* WHAT IS NEEDED: Transcribe the material in full, exactly as written.

* LISTING:
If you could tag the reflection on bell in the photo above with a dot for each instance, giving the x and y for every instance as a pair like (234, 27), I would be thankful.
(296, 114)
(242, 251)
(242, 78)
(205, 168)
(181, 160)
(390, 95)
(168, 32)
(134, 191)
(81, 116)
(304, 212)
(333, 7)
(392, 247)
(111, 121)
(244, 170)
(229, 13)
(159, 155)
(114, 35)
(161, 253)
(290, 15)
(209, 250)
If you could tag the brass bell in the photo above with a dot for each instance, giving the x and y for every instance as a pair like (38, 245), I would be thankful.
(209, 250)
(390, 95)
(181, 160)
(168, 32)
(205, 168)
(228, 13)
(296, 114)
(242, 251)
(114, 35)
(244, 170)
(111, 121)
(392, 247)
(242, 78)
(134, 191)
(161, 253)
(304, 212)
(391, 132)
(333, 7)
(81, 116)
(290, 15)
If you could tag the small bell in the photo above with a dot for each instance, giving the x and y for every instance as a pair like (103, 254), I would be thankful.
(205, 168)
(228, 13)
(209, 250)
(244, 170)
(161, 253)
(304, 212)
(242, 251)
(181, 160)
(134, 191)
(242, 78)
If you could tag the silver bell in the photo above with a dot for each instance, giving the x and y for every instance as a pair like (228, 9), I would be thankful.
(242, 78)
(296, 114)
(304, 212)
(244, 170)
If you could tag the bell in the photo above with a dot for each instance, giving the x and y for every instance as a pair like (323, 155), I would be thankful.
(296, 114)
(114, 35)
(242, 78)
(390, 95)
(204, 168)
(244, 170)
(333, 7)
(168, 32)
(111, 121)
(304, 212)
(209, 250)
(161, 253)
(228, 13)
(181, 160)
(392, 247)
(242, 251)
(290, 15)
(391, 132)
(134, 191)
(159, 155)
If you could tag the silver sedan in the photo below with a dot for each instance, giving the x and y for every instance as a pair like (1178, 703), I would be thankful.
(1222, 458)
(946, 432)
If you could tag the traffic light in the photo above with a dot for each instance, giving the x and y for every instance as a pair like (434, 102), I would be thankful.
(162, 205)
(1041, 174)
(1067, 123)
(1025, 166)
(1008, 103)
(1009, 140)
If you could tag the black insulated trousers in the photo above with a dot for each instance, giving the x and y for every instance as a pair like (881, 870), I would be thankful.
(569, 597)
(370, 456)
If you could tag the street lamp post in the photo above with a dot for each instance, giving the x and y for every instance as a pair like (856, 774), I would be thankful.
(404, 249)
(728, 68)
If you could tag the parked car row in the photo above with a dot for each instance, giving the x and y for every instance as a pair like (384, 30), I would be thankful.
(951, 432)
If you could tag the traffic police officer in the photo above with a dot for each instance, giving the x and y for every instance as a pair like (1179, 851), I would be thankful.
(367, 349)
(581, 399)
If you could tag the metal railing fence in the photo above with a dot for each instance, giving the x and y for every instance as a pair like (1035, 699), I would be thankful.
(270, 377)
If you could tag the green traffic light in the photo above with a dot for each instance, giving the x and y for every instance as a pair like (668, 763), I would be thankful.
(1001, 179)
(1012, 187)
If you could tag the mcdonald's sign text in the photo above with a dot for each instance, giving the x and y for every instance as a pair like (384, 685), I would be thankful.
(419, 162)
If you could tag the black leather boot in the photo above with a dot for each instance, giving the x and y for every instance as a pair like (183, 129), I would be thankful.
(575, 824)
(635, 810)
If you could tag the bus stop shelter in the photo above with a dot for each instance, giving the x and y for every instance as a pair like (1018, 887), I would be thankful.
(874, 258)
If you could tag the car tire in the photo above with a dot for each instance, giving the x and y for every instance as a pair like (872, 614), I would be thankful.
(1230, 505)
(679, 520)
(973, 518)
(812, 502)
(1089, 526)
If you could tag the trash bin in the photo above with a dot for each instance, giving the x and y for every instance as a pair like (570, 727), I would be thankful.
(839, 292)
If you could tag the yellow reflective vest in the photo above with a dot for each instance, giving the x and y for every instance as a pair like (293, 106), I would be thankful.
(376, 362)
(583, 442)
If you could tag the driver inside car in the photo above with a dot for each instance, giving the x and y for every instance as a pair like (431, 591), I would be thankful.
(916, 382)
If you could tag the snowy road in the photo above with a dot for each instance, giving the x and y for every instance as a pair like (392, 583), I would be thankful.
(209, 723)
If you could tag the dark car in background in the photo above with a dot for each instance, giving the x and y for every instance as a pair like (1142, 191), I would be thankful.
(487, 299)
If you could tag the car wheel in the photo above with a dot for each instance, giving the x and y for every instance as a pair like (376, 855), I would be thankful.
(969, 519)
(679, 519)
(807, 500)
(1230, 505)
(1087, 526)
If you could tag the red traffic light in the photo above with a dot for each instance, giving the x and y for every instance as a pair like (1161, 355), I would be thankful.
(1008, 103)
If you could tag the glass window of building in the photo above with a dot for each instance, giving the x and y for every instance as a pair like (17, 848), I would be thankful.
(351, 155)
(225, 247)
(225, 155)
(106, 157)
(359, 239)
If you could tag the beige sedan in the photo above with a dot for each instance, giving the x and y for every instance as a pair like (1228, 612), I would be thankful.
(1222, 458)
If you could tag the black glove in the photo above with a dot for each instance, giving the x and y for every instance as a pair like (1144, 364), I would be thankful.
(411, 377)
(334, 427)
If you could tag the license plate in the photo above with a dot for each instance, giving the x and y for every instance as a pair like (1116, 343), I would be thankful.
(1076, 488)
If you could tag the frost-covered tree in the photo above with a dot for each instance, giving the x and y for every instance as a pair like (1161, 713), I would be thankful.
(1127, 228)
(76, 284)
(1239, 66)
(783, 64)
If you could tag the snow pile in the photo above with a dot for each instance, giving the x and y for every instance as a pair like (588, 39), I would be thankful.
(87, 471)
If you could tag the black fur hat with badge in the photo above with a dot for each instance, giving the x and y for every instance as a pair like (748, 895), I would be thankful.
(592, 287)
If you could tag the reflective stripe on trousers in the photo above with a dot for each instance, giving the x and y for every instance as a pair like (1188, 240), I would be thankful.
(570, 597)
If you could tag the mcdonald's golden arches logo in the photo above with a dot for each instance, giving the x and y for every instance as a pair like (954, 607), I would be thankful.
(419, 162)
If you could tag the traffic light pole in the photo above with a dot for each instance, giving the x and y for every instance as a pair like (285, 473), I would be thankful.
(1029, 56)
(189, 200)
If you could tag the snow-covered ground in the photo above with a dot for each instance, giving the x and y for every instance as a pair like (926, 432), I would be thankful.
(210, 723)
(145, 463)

* RESULT:
If you could tag the reflection on bell in the photo above with a dot for each instance, giving the x and y for every instance as a pair like (234, 27), I would be thankful.
(296, 114)
(242, 251)
(242, 78)
(205, 168)
(181, 160)
(390, 95)
(168, 32)
(134, 191)
(81, 116)
(304, 212)
(333, 7)
(392, 247)
(111, 121)
(244, 170)
(229, 13)
(159, 155)
(114, 35)
(161, 253)
(290, 15)
(209, 250)
If you could tag the brass bell in the photo above with a dot for each instance, giving the x and y for every instance as a pair like (38, 245), I would be thankful.
(209, 250)
(390, 95)
(181, 160)
(168, 32)
(205, 168)
(228, 13)
(296, 114)
(242, 251)
(114, 35)
(244, 170)
(111, 121)
(392, 247)
(242, 78)
(134, 191)
(161, 253)
(304, 212)
(391, 132)
(333, 7)
(81, 116)
(290, 15)
If you could tag the small bell in the photo above with a dot for each instance, giving the x and y for every instance as a pair like (103, 254), I would be thankful.
(205, 168)
(228, 13)
(209, 250)
(244, 170)
(161, 253)
(304, 212)
(242, 251)
(181, 160)
(134, 191)
(242, 78)
If you could tag the silver bell in the photo above with a dot for each instance, giving the x and y for every instance as a pair like (228, 9), I would be thankful.
(242, 78)
(296, 114)
(304, 212)
(244, 170)
If you could tag the bell in the photo above with a dot for each instance, giving the x and y for every instance as a pair like (323, 155), I would be thankful.
(296, 114)
(114, 35)
(242, 78)
(390, 95)
(204, 168)
(244, 170)
(333, 7)
(168, 32)
(111, 121)
(304, 212)
(209, 250)
(161, 253)
(228, 13)
(181, 160)
(392, 247)
(242, 251)
(290, 15)
(391, 132)
(134, 191)
(159, 155)
If you could tag the silver sedan in the photo below with a dot for each instance, giving the x and y for every instance as a pair like (1178, 703), I would be thankful.
(1222, 458)
(946, 432)
If you could tag the traffic light in the photo above with a dot for each instance, giving the x and y for every instance as a pair like (434, 102), I would be thankful.
(162, 205)
(1041, 174)
(1067, 123)
(1025, 166)
(1008, 103)
(1009, 140)
If you could tag the black insulated trousers in the photo above with a dot for each instance, giving the x and y for every instance as a pair like (881, 870), I would be thankful.
(569, 597)
(370, 456)
If you could tag the street lamp post in the photo above with a dot for each instance, giving the x and y for every instance as a pair like (856, 774), I would be thankful.
(404, 249)
(728, 68)
If you could tag the parked car row in the photo above with a dot for each instance, giving the x and y for every instance as a pair like (384, 30), I would be thankful.
(951, 432)
If you could tag the traffic police officer in the photo above with a dot for each instance, giving the x and y for every instance as a pair like (1179, 851), I would be thankful.
(367, 349)
(581, 399)
If you could tag the metal railing fence in the photo above with a dot for each instance, giving the x and y for every instance as a pair like (1035, 699), I would be thankful.
(270, 377)
If you could tag the green traffic light in the photo above with a dot for each instance, giving the x and y for every instance as a pair like (668, 763), I would be thankful.
(1001, 179)
(1012, 187)
If you could tag the mcdonald's sign text in the photo above with a dot for each instance, giving the x and y for every instance as a pair like (384, 685), I would be thankful.
(419, 162)
If you could tag the black leather boot in the photo above with a dot for each instance, giving the x and y for every instance as a pair like (183, 129), I would be thankful.
(575, 824)
(635, 810)
If you could tag the bus stop shelter in the photo above with a dot for each instance, giving the x and y for every instance as a pair like (1018, 887), I would be thankful.
(874, 258)
If you could tag the car tire in the photo above with a dot for each instance, giving the x and y for every instance as a pair like (872, 614), I would be thankful.
(1230, 505)
(679, 520)
(973, 518)
(812, 502)
(1089, 526)
If you could tag the trash bin in the photo above with a dot for each instance, giving the x and y for every instance as a pair like (570, 727), I would be thankful.
(839, 292)
If you could tag the yellow reflective vest in the photo above with a dot for each instance, giving the x and y for every instance as a pair like (293, 106), I would be thankful.
(376, 362)
(583, 442)
If you could tag the driver inside car in the photo above with a dot for each instance, giving the x and y for every instance as a pair like (431, 591), I would be thankful.
(916, 382)
If you could tag the snowy road in the photo above with a dot for each instance, giving the x and y for every instance as a pair like (392, 583), I would be thankful.
(209, 723)
If you could tag the dark car in background in the photo above with a dot for each instance, giving the x and y for every instance as a pair like (1142, 191), I would be thankful.
(487, 299)
If you could tag the car wheel in the photo above with a dot for each instance, giving the x and y for every instance as a pair like (376, 855), I would be thankful.
(969, 519)
(679, 519)
(807, 500)
(1230, 505)
(1087, 526)
If you could tag the red traffic light in the photo above with a dot for each instance, giving the x and y for every instance as a pair like (1161, 355), I would be thankful.
(1008, 103)
If you could tag the glass window of building in the photo above with a dot for each instance, giving the x and y for every instance as a pair like (17, 848), I would be thankful.
(351, 155)
(225, 247)
(225, 155)
(106, 157)
(359, 239)
If you could tag the beige sedan in the photo above with a dot for each instance, giving the x and y for every instance as a pair like (1228, 612), I would be thankful.
(1222, 458)
If you could tag the black glove in the photo above with a dot for each instance, giving the x and y for every instance as a pair like (1144, 364), I would be thankful.
(411, 377)
(334, 427)
If you could tag the license plate in the photo above with a dot for each instance, giving the x and y for every instance as a pair like (1116, 343), I would be thankful.
(1076, 488)
If you could tag the frost-covered tree in the photo above with a dot for each instance, giving the x and y for every instance as a pair like (1161, 713), I would be thankful.
(1127, 228)
(76, 284)
(1239, 66)
(783, 64)
If you could tag the snow pile in the photo above with a dot for each instance, giving the x and y for every instance as a pair like (588, 39), I would be thankful.
(87, 471)
If you could tag the black fur hat with badge in the photo above with a dot for each instance, giving the x and y for every instance as a pair like (748, 895), I would be thankful.
(592, 287)
If you could tag the reflective stripe on trousers in the photo above with a dot for each instance, giving the x and y for every instance as a pair like (1188, 240), I would be thankful.
(570, 597)
If you could tag the mcdonald's golden arches logo in the photo above with a dot for each instance, giving the x and y for every instance as a pair like (954, 607), I would be thankful.
(419, 162)
If you could tag the traffic light pole in the photo above with a dot for each instance, giving the x and y for every instance as a pair like (285, 473), I would be thankful.
(1029, 56)
(189, 200)
If you could tag the snow-covered ground in the photo above with a dot for each instance, giving the x and y for every instance as a pair like (926, 432), I would be thankful.
(210, 723)
(145, 463)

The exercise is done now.